**RECORD SET**
Start
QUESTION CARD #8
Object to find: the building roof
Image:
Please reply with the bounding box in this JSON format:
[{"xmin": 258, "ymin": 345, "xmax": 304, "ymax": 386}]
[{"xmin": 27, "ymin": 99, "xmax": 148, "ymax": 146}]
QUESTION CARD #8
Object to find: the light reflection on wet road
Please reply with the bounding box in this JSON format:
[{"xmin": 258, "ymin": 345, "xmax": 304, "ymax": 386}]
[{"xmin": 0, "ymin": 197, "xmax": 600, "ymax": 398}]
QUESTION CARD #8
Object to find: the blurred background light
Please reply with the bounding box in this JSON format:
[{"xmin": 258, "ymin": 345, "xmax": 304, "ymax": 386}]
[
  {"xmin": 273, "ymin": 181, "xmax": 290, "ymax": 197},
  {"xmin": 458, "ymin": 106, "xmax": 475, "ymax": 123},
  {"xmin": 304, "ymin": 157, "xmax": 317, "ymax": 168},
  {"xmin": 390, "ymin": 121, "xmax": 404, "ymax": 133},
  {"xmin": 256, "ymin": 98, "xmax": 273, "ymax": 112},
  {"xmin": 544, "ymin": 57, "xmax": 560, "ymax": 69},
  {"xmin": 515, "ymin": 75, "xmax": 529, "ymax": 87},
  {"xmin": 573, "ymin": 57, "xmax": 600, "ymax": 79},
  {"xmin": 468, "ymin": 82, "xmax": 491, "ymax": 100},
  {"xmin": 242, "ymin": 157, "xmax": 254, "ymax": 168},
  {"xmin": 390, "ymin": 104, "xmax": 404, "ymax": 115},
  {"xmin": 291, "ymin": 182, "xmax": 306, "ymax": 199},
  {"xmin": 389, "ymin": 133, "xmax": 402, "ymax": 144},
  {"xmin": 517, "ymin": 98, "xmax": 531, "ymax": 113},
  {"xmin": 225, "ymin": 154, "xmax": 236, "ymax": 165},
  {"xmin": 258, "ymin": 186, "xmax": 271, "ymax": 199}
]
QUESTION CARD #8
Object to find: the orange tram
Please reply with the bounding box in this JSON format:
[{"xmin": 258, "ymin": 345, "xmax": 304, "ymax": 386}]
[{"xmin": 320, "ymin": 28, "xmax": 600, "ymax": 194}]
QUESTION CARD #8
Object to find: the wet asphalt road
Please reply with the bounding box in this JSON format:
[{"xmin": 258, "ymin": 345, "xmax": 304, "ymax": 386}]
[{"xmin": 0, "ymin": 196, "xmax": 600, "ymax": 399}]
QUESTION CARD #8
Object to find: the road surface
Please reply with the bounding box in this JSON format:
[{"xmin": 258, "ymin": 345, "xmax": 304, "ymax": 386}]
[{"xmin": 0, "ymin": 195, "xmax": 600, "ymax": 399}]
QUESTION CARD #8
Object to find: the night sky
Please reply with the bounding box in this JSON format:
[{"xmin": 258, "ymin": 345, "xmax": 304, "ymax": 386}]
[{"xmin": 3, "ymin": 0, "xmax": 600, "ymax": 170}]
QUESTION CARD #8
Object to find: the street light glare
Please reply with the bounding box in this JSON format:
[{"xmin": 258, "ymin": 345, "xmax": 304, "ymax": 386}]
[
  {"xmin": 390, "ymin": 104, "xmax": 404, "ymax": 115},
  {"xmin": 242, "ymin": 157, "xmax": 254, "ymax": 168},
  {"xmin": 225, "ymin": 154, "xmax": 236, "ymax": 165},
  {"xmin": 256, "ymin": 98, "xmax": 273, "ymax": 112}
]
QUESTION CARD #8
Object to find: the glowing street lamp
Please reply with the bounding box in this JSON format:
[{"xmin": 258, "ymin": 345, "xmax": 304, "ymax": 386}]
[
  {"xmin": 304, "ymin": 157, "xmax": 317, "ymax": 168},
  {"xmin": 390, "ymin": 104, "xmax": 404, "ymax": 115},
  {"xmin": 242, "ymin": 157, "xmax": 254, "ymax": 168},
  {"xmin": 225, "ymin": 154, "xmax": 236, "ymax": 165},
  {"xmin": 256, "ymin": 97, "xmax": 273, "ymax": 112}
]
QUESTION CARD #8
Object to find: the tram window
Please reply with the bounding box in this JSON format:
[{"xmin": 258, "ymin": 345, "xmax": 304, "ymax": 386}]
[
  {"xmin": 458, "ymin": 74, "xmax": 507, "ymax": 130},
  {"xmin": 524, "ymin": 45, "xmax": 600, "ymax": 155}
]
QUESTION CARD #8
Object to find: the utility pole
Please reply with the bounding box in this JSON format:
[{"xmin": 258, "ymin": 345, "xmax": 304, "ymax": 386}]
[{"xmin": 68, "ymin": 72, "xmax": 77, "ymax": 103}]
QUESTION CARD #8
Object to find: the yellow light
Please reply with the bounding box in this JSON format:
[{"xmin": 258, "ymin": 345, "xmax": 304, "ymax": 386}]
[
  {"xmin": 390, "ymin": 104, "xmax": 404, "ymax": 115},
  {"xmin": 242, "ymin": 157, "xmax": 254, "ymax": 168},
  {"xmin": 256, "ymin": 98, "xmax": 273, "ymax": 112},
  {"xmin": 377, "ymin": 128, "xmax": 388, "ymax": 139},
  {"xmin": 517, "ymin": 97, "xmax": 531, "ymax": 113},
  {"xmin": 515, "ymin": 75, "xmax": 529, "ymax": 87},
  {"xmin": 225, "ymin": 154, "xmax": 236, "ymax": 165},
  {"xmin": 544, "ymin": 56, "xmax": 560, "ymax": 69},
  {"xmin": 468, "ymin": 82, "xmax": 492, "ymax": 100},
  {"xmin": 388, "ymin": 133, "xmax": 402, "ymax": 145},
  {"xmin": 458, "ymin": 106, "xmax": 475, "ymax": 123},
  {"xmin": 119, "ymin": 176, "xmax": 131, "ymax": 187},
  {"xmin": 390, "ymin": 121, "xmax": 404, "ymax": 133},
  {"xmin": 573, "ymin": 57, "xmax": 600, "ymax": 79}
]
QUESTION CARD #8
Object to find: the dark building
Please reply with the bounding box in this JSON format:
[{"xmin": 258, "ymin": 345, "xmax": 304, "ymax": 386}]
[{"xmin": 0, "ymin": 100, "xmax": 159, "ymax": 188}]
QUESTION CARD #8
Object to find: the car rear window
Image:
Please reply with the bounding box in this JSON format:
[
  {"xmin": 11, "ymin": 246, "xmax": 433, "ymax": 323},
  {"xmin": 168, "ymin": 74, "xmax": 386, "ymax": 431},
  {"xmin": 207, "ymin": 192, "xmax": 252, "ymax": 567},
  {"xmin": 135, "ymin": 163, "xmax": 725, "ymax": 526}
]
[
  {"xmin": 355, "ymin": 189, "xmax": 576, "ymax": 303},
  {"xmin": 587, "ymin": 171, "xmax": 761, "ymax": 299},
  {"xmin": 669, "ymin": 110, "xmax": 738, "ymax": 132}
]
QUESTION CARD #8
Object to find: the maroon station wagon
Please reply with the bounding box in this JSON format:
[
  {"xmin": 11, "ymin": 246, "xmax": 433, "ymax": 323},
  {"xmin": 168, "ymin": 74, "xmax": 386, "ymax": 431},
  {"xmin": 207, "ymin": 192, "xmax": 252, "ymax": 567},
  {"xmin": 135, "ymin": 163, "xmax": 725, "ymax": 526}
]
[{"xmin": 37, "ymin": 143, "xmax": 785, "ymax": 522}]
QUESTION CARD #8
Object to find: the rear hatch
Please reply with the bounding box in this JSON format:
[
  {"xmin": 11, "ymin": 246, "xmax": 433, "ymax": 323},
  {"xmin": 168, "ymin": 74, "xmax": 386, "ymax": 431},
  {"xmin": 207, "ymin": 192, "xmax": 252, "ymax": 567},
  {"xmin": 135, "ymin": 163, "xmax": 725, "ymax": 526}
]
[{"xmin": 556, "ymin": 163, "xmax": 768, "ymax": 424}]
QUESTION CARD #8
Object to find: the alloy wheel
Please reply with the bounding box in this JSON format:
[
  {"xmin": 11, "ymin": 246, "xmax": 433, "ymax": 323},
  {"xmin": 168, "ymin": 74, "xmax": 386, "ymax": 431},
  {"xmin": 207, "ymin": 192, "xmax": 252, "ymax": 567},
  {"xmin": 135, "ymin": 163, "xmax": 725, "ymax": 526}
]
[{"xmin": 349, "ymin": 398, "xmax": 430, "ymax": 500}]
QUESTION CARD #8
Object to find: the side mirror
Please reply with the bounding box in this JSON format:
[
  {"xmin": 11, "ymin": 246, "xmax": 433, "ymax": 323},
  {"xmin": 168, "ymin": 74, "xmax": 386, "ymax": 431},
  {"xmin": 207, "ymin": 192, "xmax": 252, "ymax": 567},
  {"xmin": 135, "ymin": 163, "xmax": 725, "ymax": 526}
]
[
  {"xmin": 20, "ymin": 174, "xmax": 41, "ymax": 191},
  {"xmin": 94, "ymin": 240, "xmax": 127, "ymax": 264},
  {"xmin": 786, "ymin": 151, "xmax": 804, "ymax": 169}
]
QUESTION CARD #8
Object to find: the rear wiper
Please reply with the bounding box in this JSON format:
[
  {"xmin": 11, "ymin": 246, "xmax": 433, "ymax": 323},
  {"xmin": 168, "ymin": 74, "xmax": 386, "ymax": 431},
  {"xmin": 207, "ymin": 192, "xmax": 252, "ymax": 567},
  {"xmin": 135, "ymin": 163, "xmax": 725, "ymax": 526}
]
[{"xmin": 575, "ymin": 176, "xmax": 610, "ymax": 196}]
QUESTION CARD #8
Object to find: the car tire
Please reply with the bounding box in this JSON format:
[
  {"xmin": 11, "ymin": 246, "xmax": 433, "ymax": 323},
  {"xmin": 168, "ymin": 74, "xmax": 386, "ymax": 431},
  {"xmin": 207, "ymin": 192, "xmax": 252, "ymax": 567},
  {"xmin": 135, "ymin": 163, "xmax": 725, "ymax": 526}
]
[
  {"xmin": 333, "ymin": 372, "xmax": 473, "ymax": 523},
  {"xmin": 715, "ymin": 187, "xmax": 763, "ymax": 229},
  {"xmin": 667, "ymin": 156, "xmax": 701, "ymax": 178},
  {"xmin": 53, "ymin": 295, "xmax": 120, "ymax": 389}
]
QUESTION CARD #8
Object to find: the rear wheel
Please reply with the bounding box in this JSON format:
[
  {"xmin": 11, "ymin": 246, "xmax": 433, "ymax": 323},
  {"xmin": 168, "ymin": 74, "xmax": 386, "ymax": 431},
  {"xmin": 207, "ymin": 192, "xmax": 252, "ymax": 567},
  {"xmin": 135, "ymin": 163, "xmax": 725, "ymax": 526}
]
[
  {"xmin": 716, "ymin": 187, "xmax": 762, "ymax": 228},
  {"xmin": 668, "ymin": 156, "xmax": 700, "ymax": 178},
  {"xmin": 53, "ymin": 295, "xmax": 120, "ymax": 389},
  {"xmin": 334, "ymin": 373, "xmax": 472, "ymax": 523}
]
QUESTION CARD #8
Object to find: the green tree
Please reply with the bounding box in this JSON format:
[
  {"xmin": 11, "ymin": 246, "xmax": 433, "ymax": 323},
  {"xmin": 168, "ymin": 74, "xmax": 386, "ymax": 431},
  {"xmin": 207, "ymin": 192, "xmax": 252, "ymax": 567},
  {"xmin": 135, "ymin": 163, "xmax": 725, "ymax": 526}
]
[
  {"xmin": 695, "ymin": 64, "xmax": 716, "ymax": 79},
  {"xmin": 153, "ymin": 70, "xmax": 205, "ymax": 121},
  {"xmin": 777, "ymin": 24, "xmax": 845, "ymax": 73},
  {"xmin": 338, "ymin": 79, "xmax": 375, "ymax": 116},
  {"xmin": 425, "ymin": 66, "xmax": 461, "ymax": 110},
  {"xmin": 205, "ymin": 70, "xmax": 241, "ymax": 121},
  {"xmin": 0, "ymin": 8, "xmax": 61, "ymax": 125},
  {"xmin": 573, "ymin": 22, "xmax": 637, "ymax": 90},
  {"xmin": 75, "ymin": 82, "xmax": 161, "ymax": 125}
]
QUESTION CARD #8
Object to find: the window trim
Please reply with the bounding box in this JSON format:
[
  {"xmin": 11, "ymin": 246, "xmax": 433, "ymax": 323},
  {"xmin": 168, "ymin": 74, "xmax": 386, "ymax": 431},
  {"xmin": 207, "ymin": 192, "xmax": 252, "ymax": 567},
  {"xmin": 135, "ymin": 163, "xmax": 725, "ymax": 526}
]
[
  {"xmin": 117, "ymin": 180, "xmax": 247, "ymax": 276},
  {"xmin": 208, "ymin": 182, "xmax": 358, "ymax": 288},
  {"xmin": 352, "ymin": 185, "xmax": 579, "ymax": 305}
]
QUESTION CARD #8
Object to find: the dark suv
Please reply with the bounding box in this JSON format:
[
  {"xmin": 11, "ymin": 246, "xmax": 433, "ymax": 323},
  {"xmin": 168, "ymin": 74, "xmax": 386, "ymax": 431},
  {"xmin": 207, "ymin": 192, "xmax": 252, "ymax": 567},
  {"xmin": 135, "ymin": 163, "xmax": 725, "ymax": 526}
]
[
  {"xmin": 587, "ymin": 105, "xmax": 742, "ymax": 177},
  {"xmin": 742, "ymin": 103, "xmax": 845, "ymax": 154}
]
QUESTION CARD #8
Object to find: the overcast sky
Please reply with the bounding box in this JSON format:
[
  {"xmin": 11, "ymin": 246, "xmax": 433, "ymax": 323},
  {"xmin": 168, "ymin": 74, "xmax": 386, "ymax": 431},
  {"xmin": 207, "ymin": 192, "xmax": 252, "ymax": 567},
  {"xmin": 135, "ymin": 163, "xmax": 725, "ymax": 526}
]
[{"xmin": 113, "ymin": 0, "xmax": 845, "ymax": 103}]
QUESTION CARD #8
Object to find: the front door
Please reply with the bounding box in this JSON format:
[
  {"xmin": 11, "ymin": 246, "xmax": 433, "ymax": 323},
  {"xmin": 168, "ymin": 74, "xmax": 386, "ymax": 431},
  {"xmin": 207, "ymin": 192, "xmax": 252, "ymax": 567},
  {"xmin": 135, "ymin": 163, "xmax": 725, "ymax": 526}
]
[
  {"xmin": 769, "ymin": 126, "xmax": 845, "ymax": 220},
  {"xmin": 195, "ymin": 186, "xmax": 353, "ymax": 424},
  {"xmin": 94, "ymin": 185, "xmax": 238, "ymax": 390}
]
End
**GIVEN EXERCISE**
Pick out every line in the rows above that contains the word "light", and copy each one out. Case counts.

**PROBLEM SOLUTION**
Object to find: the light reflection on wet road
Object to find: the blurred background light
Object to find: the street light glare
Object to find: the yellow light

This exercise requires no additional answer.